[Part of a data file]
————

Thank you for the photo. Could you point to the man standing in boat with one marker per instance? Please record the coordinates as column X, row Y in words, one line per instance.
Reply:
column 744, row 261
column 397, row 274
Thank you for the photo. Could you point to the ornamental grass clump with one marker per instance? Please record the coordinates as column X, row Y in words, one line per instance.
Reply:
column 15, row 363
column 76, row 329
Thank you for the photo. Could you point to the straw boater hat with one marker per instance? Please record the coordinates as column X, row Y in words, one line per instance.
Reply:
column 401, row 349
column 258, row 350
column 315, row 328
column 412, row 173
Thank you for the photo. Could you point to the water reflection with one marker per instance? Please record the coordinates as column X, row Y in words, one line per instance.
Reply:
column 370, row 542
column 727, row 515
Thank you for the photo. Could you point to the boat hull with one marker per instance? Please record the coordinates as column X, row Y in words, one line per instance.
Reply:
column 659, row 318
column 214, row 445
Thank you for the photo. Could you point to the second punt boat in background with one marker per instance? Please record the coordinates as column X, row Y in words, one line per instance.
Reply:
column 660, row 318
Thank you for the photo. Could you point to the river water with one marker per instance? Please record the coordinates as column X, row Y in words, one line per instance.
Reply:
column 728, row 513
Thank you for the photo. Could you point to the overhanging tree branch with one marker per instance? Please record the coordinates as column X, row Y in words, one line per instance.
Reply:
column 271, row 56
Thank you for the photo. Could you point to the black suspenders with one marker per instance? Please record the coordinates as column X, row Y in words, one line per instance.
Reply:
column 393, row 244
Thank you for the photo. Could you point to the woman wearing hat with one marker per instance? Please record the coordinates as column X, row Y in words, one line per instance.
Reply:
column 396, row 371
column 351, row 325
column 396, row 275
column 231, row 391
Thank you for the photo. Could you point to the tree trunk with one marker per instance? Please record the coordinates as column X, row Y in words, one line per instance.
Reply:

————

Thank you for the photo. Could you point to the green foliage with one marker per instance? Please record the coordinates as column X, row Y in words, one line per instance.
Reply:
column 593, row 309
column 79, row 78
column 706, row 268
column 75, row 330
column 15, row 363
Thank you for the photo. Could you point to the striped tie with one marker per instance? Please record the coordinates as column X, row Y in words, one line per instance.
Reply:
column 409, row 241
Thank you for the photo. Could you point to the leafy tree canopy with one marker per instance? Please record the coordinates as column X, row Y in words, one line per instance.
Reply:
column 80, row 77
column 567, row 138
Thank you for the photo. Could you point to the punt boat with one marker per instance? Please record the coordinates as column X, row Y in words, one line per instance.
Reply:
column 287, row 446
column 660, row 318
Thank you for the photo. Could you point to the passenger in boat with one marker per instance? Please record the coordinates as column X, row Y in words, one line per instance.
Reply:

————

Goal
Turn the material above, from the line with "Thank you for the photo. Could you point to the straw" to the line with "column 214, row 445", into a Markdown table with the columns Row and Line, one numbered row per line and no blank lines. Include only those lines.

Output of the exercise
| Row | Line |
|---|---|
| 1 | Thank you for the photo. Could you point to the straw boater hat with one marker per instance? Please record the coordinates as column X, row Y in words, one line per instance. |
| 2 | Reply: |
| 3 | column 401, row 349 |
| 4 | column 258, row 350 |
| 5 | column 315, row 328 |
| 6 | column 412, row 173 |
| 7 | Thank you for the photo. Could you point to the water reflection with one marker per instance? Please record the coordinates as column X, row Y in words, one line per instance. |
| 8 | Reply: |
| 9 | column 370, row 542 |
| 10 | column 727, row 515 |
| 11 | Thank you for the photo. Could you point to the boat hull with one marker per instance? Please record the coordinates as column X, row Y in words, one line per instance. |
| 12 | Reply: |
| 13 | column 659, row 318 |
| 14 | column 214, row 445 |